**Trecho do documento**:

━━━━━━━━━━━━━━━━

1 – INTRODUÇÃO
O parágrafo único do
art. 131 da Nova Lei Geral de Licitações e Contratos (NLGLC) estabelece que o
pedido de restabelecimento do equilíbrio econômico-financeiro deverá ser
formulado durante a vigência do contrato e antes de eventual prorrogação.
Como bem observa
Sidney Bittencourt[i], a tendência “é que o
dispositivo seja adotado como fundamento para rejeitar qualquer tipo de pedido
de reequilíbrio, seja por meio de reajuste, revisão ou repactuação, que não
tenha sido objeto de pedido prévio ao término da vigência contratual e à celebração
do aditivo de prorrogação”.
Mas qual seria a
natureza jurídica do instituto trazido pelo parágrafo único do art. 131 da
NLGLC?
2 – DA
NATUREZA JURÍDICA
Bom, para Hamilton
Bonatto[ii], tal dispositivo estabelece
uma hipótese de preclusão lógica[iii] ao direito de reequilibrar
o contrato administrativo decorrente de uma renúncia tácita por parte do
contatado. Para tanto, afirma o autor que: “quando o contratado não formula o
pedido de reequilíbrio econômico-financeiro durante a vigência do contrato e
antes de eventual prorrogação, configura-se renúncia a este direito. O
contratado tendo direito ao reequilíbrio econômico-financeiro, ao firmar termo
aditivo de prorrogação contratual sem solicitar esse direito, está ratificando
os preços anteriormente pactuados. Neste caso, portanto, ocorre a preclusão
lógica, caracterizada pela prática de atos contrários ao exercício desse
direito em momento pretérito. No caso, o contratado, ao assinar o termo aditivo
para a prorrogação, ou deixar de solicitar o reequilíbrio econômico-financeiro
durante a vigência contratual, aceita os termos anteriormente pactuados, não
podendo mais, em momento posterior, cogitara alteração do pacto. Da mesma
forma, se o contratado iniciar a execução do contrato sem que comisso requeira
a revisão contratual e estabeleça o preço revisado, reconhece que o preço que
ofertou durante o procedimento licitatório é adequado e exequível naquelas
condições, caracterizando-se, com isso, a renúncia ao reequilíbrio
econômico-financeiro, tendo em vista a preclusão lógica”.

━━━━━━━━━━━━━━━━

(Entradas de um conjunto de dados de apontamento)
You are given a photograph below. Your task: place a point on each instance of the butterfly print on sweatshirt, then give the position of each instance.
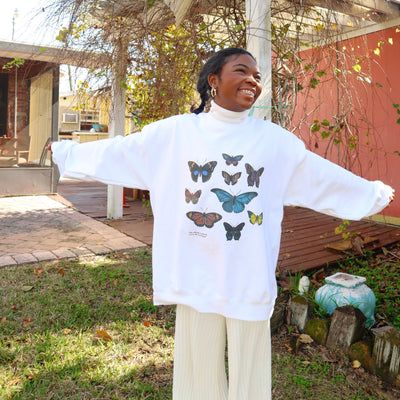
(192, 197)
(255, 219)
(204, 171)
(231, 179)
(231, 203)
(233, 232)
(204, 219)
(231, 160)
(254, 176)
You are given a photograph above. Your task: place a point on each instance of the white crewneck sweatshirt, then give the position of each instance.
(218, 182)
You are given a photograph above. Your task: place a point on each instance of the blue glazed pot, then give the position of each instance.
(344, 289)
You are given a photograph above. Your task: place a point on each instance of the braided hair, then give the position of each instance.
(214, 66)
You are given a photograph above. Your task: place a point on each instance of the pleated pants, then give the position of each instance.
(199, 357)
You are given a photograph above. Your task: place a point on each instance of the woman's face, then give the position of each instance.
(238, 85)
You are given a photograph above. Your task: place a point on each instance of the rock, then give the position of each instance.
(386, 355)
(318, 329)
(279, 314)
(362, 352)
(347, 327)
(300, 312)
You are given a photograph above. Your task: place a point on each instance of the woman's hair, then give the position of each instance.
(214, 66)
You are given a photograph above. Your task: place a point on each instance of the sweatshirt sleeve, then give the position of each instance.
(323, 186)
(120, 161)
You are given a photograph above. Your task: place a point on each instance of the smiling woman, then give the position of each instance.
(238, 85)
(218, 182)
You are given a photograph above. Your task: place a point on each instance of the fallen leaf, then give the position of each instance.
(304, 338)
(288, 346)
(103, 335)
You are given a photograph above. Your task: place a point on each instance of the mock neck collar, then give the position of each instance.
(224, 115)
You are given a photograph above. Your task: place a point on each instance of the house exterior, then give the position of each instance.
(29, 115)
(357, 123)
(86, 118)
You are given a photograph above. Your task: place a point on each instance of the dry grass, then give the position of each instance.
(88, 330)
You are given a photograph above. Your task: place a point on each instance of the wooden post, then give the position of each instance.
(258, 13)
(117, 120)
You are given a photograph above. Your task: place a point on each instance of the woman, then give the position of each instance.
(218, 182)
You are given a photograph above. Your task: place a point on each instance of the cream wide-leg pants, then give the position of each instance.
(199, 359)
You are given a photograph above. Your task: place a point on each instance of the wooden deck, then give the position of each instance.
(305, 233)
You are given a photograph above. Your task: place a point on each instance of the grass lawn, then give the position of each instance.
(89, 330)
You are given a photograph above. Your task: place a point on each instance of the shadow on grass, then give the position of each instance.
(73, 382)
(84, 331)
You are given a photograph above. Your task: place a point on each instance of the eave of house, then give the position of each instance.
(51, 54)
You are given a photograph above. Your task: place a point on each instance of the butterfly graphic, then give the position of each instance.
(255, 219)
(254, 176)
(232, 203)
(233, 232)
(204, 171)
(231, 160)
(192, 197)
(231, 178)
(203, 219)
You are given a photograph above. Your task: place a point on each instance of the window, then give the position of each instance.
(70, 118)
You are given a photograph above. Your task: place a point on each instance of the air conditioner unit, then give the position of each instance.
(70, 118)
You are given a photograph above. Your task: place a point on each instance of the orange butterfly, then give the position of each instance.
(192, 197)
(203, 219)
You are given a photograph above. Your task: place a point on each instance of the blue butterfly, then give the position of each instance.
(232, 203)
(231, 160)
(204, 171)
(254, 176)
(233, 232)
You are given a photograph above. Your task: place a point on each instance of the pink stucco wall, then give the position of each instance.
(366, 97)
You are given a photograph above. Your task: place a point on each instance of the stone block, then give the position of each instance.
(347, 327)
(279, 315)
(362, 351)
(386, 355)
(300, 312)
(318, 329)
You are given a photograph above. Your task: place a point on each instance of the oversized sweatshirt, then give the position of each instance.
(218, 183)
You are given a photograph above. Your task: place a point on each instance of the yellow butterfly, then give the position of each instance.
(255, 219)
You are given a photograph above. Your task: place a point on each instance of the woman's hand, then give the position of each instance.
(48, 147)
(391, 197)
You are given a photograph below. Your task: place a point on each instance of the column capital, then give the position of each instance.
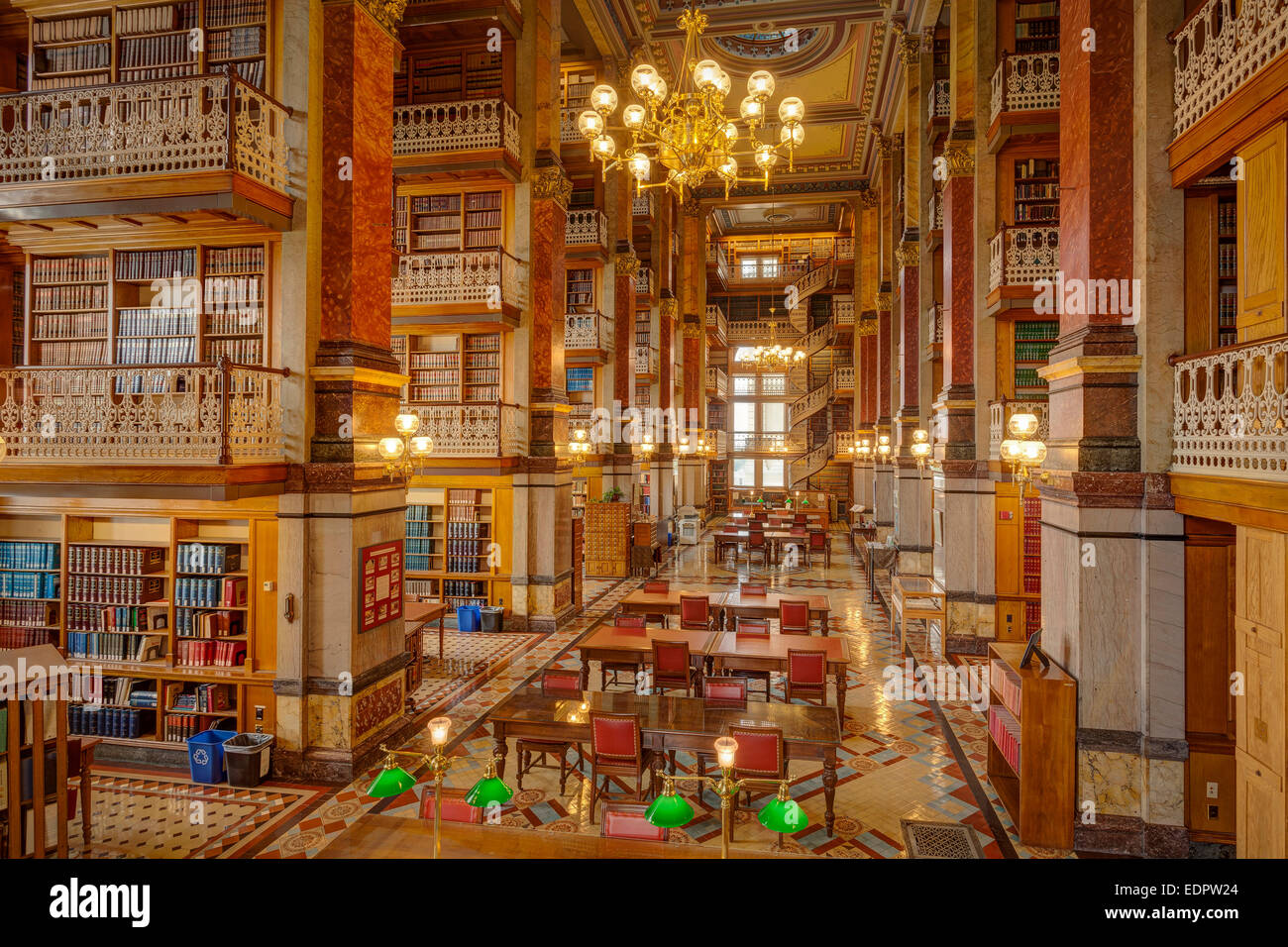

━━━━━━━━━━━━━━━━

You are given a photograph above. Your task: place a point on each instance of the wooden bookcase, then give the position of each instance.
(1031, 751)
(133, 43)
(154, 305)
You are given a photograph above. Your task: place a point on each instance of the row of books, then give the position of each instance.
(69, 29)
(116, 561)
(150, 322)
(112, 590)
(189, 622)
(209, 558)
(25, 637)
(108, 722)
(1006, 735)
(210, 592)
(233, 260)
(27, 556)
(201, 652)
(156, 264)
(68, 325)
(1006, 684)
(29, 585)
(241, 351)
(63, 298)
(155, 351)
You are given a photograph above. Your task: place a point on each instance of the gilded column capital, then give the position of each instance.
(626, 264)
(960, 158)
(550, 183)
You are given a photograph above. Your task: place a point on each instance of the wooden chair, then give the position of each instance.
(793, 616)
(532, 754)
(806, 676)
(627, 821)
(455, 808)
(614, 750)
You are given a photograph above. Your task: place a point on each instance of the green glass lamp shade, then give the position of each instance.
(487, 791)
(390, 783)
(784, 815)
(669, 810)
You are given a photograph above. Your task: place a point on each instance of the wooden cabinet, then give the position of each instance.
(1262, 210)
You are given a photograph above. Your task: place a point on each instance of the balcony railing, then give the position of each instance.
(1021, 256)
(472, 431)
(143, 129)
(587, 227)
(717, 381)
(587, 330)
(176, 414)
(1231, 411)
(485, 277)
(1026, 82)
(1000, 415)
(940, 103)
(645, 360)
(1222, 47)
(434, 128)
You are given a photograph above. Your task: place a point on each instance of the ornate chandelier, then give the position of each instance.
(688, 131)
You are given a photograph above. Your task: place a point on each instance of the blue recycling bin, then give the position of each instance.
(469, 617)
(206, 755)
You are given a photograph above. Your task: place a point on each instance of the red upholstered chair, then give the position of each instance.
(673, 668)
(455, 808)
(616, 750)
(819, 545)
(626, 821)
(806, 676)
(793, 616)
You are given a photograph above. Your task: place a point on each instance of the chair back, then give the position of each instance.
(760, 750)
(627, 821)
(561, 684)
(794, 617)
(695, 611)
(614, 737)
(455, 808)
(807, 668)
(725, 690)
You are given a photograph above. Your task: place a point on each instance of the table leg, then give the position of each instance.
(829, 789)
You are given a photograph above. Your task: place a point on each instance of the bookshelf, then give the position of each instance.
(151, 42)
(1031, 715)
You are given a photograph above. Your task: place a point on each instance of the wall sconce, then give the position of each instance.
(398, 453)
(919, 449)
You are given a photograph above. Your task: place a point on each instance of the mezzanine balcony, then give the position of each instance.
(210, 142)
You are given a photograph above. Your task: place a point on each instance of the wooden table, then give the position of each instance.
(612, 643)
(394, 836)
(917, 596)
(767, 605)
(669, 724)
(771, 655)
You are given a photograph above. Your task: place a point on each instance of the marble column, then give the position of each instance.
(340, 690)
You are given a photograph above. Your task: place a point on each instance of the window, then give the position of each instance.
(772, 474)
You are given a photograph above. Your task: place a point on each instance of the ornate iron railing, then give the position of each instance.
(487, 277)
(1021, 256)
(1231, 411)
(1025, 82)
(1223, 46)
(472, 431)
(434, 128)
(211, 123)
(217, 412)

━━━━━━━━━━━━━━━━

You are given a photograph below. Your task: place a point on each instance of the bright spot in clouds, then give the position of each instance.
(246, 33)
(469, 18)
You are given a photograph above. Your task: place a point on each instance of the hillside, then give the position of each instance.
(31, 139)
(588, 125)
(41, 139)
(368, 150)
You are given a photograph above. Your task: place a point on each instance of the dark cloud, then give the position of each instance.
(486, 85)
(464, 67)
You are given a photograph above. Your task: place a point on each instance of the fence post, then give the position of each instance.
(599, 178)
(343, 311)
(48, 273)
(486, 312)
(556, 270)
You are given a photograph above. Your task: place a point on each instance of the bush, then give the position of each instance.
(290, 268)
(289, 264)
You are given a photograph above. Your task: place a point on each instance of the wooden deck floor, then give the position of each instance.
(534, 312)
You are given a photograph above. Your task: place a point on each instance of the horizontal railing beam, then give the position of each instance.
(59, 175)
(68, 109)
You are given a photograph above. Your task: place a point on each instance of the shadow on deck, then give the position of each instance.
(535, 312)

━━━━━━━━━━━━━━━━

**Instrução dada**:
Edite a passagem do texto sobre reequilíbrio econômico-financeiro entre "1 – INTRODUÇÃO" e "de eventual prorrogação.", inclusive, trocando "vigência" por "execução".

**Resposta**:
1 – INTRODUÇÃO
O parágrafo único do
art. 131 da Nova Lei Geral de Licitações e Contratos (NLGLC) estabelece que o
pedido de restabelecimento do equilíbrio econômico-financeiro deverá ser
formulado durante a execução do contrato e antes de eventual prorrogação.